- [PARTS OF THE EXERCISE]
a – Answer these questions using the Cannes preview:
(i) What anniversary does the Cannes Film Festival mark this year?
(ii) Which actor takes over Clint Eastwood's role in the remake of "The Beguiled"?
(iii) For which service does Adam Sandler make his comedies?
b – Reproduce the Cannes preview from "The Cannes Film Festival turns" to "here all day.".

[Start of READING PASSAGE]

From Sofia Coppola's 'The Beguiled' through a Noah Baumbach film starring Adam Sandler.
The Beguiled
Visitors to the Cannes Film Festival will be the first to see Sofia Coppola's "The Beguiled," starring Nicole Kidman. Credit: Focus Features

The Cannes Film Festival turns 70 this year, and when it kicks off today it will do what it always does: Play host to some of the biggest, most interesting films we’ll be talking about this year. Here are the 10 we can’t wait to get our eyes on, though we’re only sticking to competition titles. Otherwise we’d be here all day. 

‘The Beguiled’

Sofia Coppola wound up bouncing from “The Little Mermaid,” but this is definitely a better fit: A remake of the 1971 scorcher “The Beguiled,” in which Clint Eastwood plays a Union soldier during the Civil War who finds himself in a house filled with women, most of whom want to bang him. Colin Farrell takes over for Clint, and the hot and bothered women include Nicole Kidman, Kirsten Dunst and Elle Fanning. Say what you will about Coppola (and we generally mostly love her), she has one of the most unique and eccentric voices in movies, and she’s bound to make a remake that feels like an original.

‘The Meyerowitz Stories’
Adam Sandler is happy in his little rut, cranking out lazy comedies for Netflix that score record streaming numbers. Every now and then he ventures into the outside world, stretching his legs for bold filmmakers. With his new Noah Baumbach film, there’s every reason to expect something close to, maybe even greater than, his Paul Thomas Anderson whatzit “Punch-Drunk Love.” Sandler joins the likes of Emma Thompson, Ben Stiller, Dustin Hoffman and Candice Bergen for a family gathering that, this being Baumbach, is bound to be prickly and strained and hilariously unpleasant.

[End of READING PASSAGE]
[Start of INFORMATION SUPPLIED]

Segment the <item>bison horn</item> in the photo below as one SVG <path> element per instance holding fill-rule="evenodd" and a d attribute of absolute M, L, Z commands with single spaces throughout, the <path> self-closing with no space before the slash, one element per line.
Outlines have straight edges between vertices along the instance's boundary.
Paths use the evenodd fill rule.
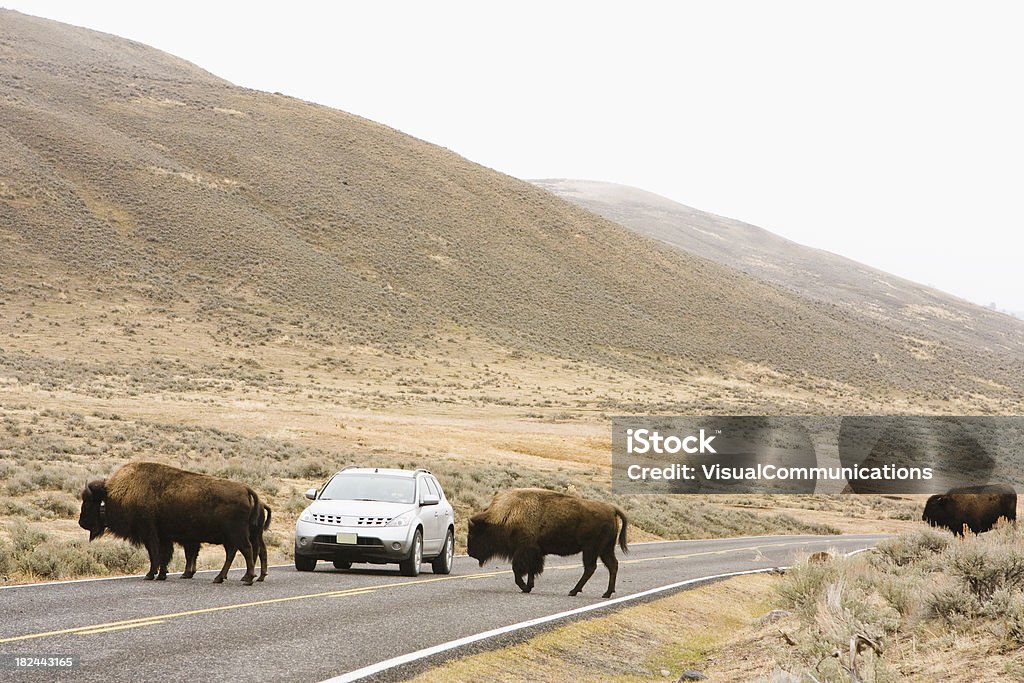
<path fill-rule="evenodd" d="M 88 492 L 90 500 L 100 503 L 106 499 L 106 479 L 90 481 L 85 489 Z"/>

[End of INFORMATION SUPPLIED]

- [RESULTS IN ORDER]
a –
(i) It turns 70.
(ii) Colin Farrell
(iii) Netflix

b –
The Cannes Film Festival turns 70 this year, and when it kicks off today it will do what it always does: Play host to some of the biggest, most interesting films we’ll be talking about this year. Here are the 10 we can’t wait to get our eyes on, though we’re only sticking to competition titles. Otherwise we’d be here all day.